Helena Susano frisou “que a matéria ora suscitada não é nova na sua substância”, pois a mesma ideia já constava da contestação apresentada pela defesa do arguido antes do julgamento.

De acordo com o despacho de sexta-feira, avançado esta segunda-feira pelo CM e a que o Observador teve igualmente acesso, a magistrada defendeu que as consequências do reconhecimento do estatuto de maior acompanhado pelo Juízo Local Cível de Cascais, no passado mês de julho, “não extravasam o plano civilístico”. Ou seja, não têm reflexos sobre o processo penal em curso contra o ex-banqueiro, “salvo no que respeita a uma eventual caducidade do mandato” dos seus advogados.

- **Tarefa a realizar 1**
Segundo o texto sobre o despacho de Helena Susano, que tribunal reconheceu o estatuto de maior acompanhado?
- **Tarefa a realizar 2**
Prossiga o texto sobre o despacho de Helena Susano a partir da última frase apresentada.
O material que se segue não tem qualquer relação com o texto.

- **Listagem de dados**
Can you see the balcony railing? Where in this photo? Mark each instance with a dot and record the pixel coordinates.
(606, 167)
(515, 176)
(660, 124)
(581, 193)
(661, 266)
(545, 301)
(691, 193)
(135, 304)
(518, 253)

- **Resposta 1**
O Juízo Local Cível de Cascais.

- **Resposta 2**
Para a magistrada, “não pode a sentença de acompanhamento qualificar-se como um facto (…) juridicamente relevante para as finalidades extintivas ou suspensivas do procedimento criminal”. Mais, Helena Susano defendeu que uma decisão neste sentido não viola caso julgado.

Quanto à invocação de um acórdão do Tribunal da Relação de Coimbra no qual um processo foi travado contra um outro arguido por anomalia psíquica declarada posteriormente à prática dos factos, a juíza salientou que essa jurisprudência “não é desconhecida” do tribunal. Porém, deixou também críticas implícitas à defesa do ex-banqueiro por considerar que omite jurisprudência da Relação de Coimbra e da Relação de Lisboa que contraria os argumentos dos advogados de Salgado (sendo o acórdão da Relação de Lisboa sobre um recurso do próprio ex-presidente do BES no processo EDP/Manuel Pinho).

Já sobre a questão do regulamento europeu, Helena Susano usou a mesma expressão que viria a ser utilizada por Susana Seca, palavra por palavra, ao considerar que esse quadro legal expressava “a posição de abstenção do legislador europeu”.

Contactada pelo Observador, a defesa de Ricardo Salgado já expressou intenção de recorrer destas duas decisões.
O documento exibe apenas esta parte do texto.